◆ **저장된 항목**:
_____
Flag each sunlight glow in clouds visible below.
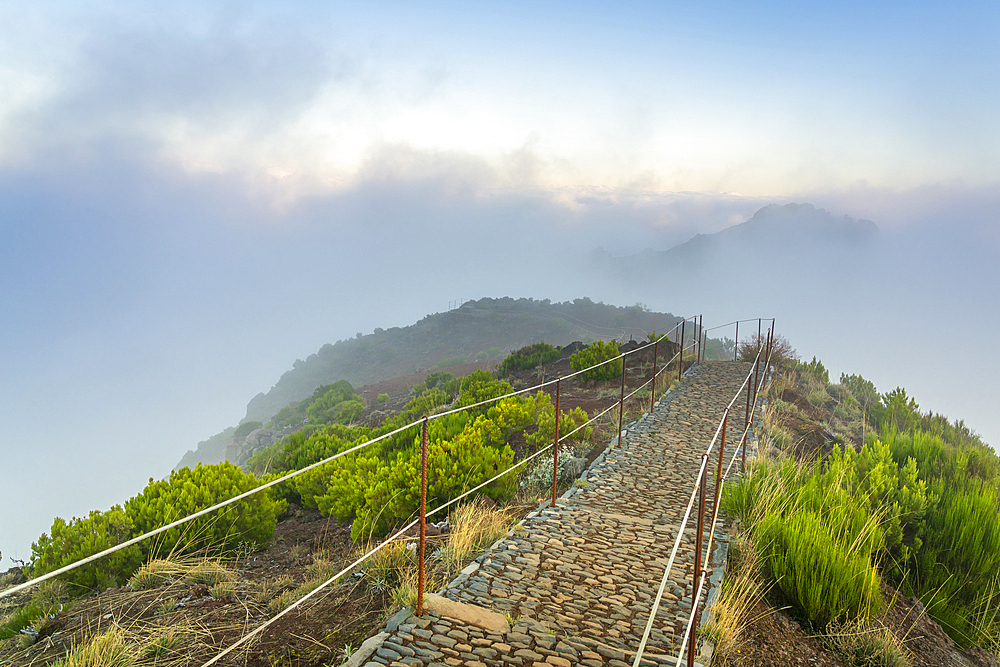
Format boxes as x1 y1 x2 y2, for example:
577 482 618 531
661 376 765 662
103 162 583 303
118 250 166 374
0 2 1000 202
_____
◆ **목표**: 위 목록의 모든 줄을 한 글자도 바꾸지 말고 그대로 옮겨 적으세요. 그림은 빼고 적으면 됩니다.

◆ **답변**:
Flag each sunlight glow in clouds visible below.
Format boxes as x1 y1 x2 y2, for example:
577 482 618 531
661 376 765 662
103 162 583 303
118 250 166 374
0 2 1000 202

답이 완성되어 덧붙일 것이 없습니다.